_SOURCE PASSAGE_.
- Opening Delimiter -

Via Jason Kuznicki, a story I missed: the governor of Maryland, Robert Ehrlich, has vetoed a bill that would have given gay couples the legal right to be treated as a relative in medical situations. As the Washington Post reports:
Modeled after laws in California, Hawaii and other states, the legislation would have granted nearly a dozen rights to unmarried partners who register with the state. Among those: the right to be treated as an immediate family member during hospital visits, to make health care decisions for incapacitated partners and to have private visits in nursing homes.
And as Jason notes, this is not just a legal codification of something gay couples already have. Time after time, gay couples have been denied these rights across the country despite having signed medical power of attorney and making their wishes known to the hospital or other service provider. Equality Maryland has a long list of examples from that state alone. For Jason, this is personal and very real:
The decision affects me personally. I am in a committed seven-year relationship that my nearest biological relatives do not recognize. They may very well prevent my husband Scott from visiting me if I were incapacitated and would almost certainly reject his advice on end-of-life decisions.
It is absurd that my parents should be the ones to make medical decisions for me. I am not a child–yet the law treats me as an infant if I am incapacitated, and it would deny me the most important emotional support that I could have in times of need.
I would say the law in this case treats him as less than an infant, it treats him as a pariah. What makes it even worse is the patently ridiculous argument that Ehrlich used to justify his veto:
He said, however, that the bill’s requirement that couples register as life partners “will open the door to undermine the sanctity of traditional marriage.”

- Closing Delimiter -

_ACTIVITY LIST_.
- 1) Revise the post between "And as Jason" and "on end-of-life decisions.", inclusive, changing "husband" to "partner".
- 2) Which people does the post mention by name?
The lines that follow come from a different source than the post.

_INFORMATION SHOWN_.
- Opening Delimiter -

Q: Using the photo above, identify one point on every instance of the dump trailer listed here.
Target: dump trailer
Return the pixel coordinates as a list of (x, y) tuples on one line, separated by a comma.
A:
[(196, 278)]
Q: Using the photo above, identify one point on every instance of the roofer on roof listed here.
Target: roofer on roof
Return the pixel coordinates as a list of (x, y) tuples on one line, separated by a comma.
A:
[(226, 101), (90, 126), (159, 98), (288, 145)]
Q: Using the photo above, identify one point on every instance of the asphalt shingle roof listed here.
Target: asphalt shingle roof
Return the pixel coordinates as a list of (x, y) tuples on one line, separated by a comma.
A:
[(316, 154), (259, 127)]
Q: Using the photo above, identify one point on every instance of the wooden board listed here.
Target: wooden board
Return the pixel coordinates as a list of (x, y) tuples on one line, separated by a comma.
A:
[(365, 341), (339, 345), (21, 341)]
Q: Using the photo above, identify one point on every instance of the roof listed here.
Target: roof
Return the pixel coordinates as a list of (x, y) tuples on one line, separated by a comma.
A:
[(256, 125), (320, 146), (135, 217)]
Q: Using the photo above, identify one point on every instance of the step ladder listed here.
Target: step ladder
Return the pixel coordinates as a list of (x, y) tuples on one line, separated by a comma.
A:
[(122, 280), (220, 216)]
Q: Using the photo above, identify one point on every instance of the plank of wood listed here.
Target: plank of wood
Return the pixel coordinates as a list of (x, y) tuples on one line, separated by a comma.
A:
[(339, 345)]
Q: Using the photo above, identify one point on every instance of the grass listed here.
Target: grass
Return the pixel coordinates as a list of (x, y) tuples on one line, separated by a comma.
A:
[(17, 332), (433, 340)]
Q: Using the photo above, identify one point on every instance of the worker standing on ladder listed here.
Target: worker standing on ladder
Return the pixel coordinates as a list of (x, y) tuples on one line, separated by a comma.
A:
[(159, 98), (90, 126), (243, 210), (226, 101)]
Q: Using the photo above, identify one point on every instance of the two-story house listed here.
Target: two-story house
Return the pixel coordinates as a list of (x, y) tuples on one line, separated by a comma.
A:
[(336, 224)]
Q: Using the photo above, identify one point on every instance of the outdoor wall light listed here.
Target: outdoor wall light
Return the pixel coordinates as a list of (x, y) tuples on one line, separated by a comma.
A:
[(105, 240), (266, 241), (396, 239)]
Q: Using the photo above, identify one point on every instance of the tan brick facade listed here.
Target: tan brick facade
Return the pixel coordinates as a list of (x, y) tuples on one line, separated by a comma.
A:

- Closing Delimiter -
- Opening Delimiter -

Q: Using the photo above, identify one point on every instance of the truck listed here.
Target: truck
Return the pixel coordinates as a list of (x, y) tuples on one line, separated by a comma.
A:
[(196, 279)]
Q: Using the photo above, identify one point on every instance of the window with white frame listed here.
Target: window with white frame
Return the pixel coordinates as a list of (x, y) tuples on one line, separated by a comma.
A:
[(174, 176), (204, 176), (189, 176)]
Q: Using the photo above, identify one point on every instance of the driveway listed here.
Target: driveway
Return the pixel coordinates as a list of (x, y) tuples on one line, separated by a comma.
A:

- Closing Delimiter -
- Opening Delimiter -

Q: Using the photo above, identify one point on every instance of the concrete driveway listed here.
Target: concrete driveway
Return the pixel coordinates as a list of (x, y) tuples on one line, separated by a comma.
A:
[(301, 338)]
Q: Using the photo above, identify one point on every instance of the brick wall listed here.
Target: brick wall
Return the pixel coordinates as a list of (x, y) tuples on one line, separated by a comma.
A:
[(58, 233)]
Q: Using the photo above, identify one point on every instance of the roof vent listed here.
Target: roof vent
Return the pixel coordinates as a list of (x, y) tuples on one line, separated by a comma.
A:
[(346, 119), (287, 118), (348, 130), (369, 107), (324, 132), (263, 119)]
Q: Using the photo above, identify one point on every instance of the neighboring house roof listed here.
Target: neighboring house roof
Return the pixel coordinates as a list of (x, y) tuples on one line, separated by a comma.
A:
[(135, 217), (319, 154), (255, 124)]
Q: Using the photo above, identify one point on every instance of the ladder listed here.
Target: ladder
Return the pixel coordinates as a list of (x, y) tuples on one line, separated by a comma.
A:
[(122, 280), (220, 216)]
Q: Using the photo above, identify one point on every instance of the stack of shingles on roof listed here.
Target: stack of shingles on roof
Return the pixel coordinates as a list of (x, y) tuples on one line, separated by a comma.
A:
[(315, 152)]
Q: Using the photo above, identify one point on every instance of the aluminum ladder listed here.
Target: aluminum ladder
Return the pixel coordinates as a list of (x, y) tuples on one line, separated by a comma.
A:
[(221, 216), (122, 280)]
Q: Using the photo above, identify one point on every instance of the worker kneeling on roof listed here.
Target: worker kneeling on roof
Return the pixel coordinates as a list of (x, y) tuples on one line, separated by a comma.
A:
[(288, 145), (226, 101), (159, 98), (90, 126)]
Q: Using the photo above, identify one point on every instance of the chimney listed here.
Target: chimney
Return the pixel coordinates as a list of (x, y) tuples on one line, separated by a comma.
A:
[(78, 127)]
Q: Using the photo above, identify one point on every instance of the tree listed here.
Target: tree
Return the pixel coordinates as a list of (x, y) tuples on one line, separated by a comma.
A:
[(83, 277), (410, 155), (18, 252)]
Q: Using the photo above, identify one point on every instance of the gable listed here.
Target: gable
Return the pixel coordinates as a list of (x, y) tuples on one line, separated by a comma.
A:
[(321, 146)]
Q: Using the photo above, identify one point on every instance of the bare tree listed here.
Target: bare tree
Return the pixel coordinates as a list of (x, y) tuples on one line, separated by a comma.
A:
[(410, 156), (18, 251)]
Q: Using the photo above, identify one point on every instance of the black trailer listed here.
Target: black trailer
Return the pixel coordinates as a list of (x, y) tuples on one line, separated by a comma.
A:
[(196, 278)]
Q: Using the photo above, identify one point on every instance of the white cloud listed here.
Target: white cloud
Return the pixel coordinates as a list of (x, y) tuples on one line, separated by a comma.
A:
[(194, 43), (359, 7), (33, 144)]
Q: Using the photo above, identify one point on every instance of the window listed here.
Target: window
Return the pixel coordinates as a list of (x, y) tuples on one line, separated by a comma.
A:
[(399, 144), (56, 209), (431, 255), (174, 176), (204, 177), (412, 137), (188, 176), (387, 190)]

- Closing Delimiter -

_ANSWERS BY TASK_.
- 1)
And as Jason notes, this is not just a legal codification of something gay couples already have. Time after time, gay couples have been denied these rights across the country despite having signed medical power of attorney and making their wishes known to the hospital or other service provider. Equality Maryland has a long list of examples from that state alone. For Jason, this is personal and very real:
The decision affects me personally. I am in a committed seven-year relationship that my nearest biological relatives do not recognize. They may very well prevent my partner Scott from visiting me if I were incapacitated and would almost certainly reject his advice on end-of-life decisions.

- 2) Jason Kuznicki, Robert Ehrlich, Scott